Problem requirements → What follows is a set of entries; retype all of them exactly.

(Data for analysis begins)

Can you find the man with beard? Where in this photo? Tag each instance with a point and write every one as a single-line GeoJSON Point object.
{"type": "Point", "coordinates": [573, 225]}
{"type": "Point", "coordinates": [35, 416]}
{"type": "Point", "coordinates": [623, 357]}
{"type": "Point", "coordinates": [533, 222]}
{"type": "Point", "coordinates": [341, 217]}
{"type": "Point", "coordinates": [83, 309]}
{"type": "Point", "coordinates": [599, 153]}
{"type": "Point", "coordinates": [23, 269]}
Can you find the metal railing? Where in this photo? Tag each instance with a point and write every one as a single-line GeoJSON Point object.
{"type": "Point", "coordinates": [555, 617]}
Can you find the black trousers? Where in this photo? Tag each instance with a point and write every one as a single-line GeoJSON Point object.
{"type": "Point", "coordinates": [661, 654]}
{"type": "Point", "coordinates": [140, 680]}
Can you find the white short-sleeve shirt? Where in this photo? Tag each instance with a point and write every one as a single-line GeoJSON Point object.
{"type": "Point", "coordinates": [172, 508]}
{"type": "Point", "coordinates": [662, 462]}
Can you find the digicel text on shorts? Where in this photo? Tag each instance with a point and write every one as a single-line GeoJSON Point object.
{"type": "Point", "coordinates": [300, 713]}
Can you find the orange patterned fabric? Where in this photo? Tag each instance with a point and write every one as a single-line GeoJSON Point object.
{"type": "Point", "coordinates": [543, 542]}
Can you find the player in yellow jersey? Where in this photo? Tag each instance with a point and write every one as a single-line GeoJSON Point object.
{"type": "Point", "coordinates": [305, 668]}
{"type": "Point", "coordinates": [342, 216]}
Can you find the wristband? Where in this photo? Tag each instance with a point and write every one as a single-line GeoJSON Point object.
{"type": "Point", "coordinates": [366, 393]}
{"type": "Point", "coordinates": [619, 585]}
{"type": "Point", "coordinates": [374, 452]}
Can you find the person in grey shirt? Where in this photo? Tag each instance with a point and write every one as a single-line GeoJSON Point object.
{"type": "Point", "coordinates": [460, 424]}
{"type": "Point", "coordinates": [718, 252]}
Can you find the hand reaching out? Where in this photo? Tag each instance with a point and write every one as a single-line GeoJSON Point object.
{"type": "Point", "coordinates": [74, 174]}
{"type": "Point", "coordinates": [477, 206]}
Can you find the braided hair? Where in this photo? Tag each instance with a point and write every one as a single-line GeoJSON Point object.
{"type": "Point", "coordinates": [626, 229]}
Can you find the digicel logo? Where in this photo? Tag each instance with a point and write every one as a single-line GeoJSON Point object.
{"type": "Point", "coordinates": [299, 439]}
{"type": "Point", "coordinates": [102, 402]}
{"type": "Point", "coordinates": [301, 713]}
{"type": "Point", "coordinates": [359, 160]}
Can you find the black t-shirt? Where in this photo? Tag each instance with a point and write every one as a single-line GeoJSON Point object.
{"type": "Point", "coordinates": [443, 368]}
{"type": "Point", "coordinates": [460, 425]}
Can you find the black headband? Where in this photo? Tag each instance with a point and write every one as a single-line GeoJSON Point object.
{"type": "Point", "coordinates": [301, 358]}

(Data for analysis ends)

Output for this exercise →
Can you find the man with beard? Where in this photo? Tag each instance with a point and write every one as a single-line GeoJSON Point object.
{"type": "Point", "coordinates": [573, 225]}
{"type": "Point", "coordinates": [35, 416]}
{"type": "Point", "coordinates": [623, 357]}
{"type": "Point", "coordinates": [533, 222]}
{"type": "Point", "coordinates": [341, 217]}
{"type": "Point", "coordinates": [83, 309]}
{"type": "Point", "coordinates": [599, 153]}
{"type": "Point", "coordinates": [23, 269]}
Can you find the metal railing? Where in this photo? Tag each instance with a point and write every one as a single-line GeoJSON Point object.
{"type": "Point", "coordinates": [555, 617]}
Can you find the black trousers? Where in this photo? Tag each instance with a point and write every one as a single-line GeoJSON Point object.
{"type": "Point", "coordinates": [661, 654]}
{"type": "Point", "coordinates": [140, 680]}
Can you find the white short-sleeve shirt? Where in this photo? Tag each instance with a point and write every one as a single-line GeoJSON Point object.
{"type": "Point", "coordinates": [172, 508]}
{"type": "Point", "coordinates": [662, 462]}
Can you find the digicel text on shorts? Where in this photo? Tag each instance with a point and write every one as a single-line GeoJSON Point object.
{"type": "Point", "coordinates": [300, 713]}
Can you find the orange patterned fabric? Where in this photo? Tag each instance with a point and write every one as a single-line GeoJSON Point object.
{"type": "Point", "coordinates": [543, 542]}
Can you find the player in yellow jersey? Where in this photo? Tag each instance with a point and write every one as a single-line GeoJSON Point object.
{"type": "Point", "coordinates": [305, 668]}
{"type": "Point", "coordinates": [342, 216]}
Can you find the wristband? Where in this photo? Tag each instance with a point and write every one as a single-line GeoJSON Point object.
{"type": "Point", "coordinates": [366, 393]}
{"type": "Point", "coordinates": [619, 585]}
{"type": "Point", "coordinates": [374, 452]}
Can you find the person in grey shirt? Where in this photo? Tag each instance with a point and write every one as a single-line GeoJSON Point object.
{"type": "Point", "coordinates": [460, 424]}
{"type": "Point", "coordinates": [718, 252]}
Can you find the hand reaching out? Where in this photo? Tag each instance with a point and write every one as a single-line GeoJSON Point object.
{"type": "Point", "coordinates": [74, 174]}
{"type": "Point", "coordinates": [477, 206]}
Can you find the braided hair? Where in this photo? Tag each instance with a point and write every one as a single-line GeoJSON Point object.
{"type": "Point", "coordinates": [626, 229]}
Can you find the digicel logo? Where in this photo? Tag each instance with a point and write every one as a single-line GeoJSON Point object.
{"type": "Point", "coordinates": [299, 439]}
{"type": "Point", "coordinates": [102, 402]}
{"type": "Point", "coordinates": [301, 713]}
{"type": "Point", "coordinates": [359, 160]}
Can you find the black t-shirt? Where in this photo? Tag each instance with a point and write every one as a single-line GeoJSON Point object.
{"type": "Point", "coordinates": [443, 368]}
{"type": "Point", "coordinates": [460, 425]}
Can you find the black headband? Where in this photo? Tag each instance with a point and write every one as a single-line GeoJSON Point object.
{"type": "Point", "coordinates": [301, 358]}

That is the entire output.